**INSTRUCTIONS TO FOLLOW:** Look at the entries below and restate word for word the lines from the first through the one that has "(format x=291, y=172)".

**STORED DATA:**
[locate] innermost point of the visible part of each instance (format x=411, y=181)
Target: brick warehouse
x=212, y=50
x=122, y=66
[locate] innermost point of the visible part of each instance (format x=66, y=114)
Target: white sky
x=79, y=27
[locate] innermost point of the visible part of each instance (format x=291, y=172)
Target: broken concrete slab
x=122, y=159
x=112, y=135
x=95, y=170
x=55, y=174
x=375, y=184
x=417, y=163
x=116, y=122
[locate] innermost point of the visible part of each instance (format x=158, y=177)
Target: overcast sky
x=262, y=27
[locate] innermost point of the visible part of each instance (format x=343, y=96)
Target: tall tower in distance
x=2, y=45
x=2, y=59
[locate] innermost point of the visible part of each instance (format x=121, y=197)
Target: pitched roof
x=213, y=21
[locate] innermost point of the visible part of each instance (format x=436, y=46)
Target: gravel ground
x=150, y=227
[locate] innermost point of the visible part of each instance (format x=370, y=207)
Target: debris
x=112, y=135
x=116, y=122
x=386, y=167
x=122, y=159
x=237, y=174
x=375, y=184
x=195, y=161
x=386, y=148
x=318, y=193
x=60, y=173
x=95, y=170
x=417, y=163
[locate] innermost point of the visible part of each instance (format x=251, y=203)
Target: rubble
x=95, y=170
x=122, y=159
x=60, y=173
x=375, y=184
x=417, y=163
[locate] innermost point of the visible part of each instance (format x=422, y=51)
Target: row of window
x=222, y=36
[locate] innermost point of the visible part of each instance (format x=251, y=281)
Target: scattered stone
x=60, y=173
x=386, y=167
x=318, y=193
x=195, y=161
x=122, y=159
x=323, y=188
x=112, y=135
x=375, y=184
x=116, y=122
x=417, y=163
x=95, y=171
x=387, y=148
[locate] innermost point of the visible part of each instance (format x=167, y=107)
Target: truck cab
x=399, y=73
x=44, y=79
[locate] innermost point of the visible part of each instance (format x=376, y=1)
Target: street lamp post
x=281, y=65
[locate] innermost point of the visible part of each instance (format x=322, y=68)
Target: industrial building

**TASK SOLUTION:**
[locate] innermost point of the visible part of each instance (format x=411, y=181)
Target: brick warehouse
x=212, y=50
x=122, y=66
[locate] innermost point of the visible part of each instance (format x=66, y=114)
Target: white sky
x=79, y=27
[locate] innermost point of the visible part of each instance (format x=291, y=172)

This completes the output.